** Opening DATA FOR REVIEW block **

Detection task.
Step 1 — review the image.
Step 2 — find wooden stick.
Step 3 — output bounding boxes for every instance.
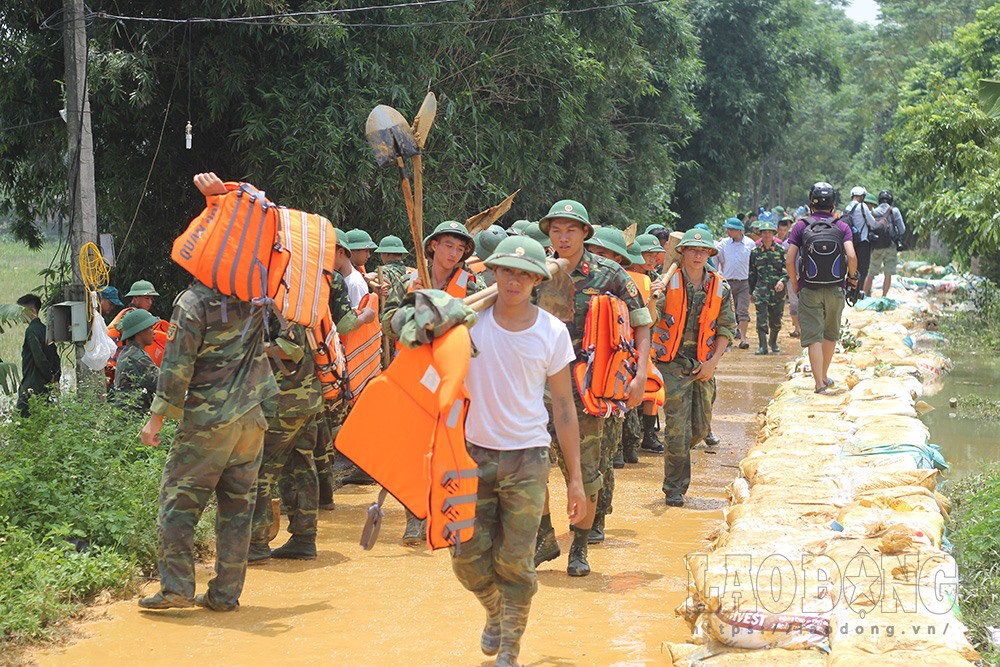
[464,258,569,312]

** Closing DATA FOR REVIEW block **
** Opening DATA FOR REVIEW block **

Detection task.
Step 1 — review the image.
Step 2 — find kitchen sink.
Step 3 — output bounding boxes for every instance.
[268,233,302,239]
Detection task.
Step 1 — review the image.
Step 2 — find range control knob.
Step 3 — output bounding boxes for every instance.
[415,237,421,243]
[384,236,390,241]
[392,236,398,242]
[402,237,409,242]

** Closing DATA FOR REVIEW block **
** Opening DATA FOR REVIEW block **

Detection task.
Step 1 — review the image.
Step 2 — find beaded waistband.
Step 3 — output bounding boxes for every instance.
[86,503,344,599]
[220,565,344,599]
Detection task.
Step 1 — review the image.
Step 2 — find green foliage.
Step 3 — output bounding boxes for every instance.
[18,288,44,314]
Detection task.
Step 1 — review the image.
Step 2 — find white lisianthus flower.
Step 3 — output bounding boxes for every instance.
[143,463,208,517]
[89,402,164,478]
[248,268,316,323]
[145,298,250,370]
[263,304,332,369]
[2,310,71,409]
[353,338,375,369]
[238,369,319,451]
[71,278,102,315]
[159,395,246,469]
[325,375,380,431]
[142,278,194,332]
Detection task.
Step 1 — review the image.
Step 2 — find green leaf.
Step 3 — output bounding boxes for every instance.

** Closing DATA FOR REVIEW block **

▸ EXERCISE BRIEF
In the lines above, locate the string "find". Copy every line where it occurs.

▸ EXERCISE OUTPUT
Step 2 — find wooden stick.
Step 2 — find kitchen sink.
Step 2 — find range control knob.
Step 2 — find beaded waistband.
Step 2 — find green foliage.
Step 2 — find white lisianthus flower.
Step 2 — find green leaf.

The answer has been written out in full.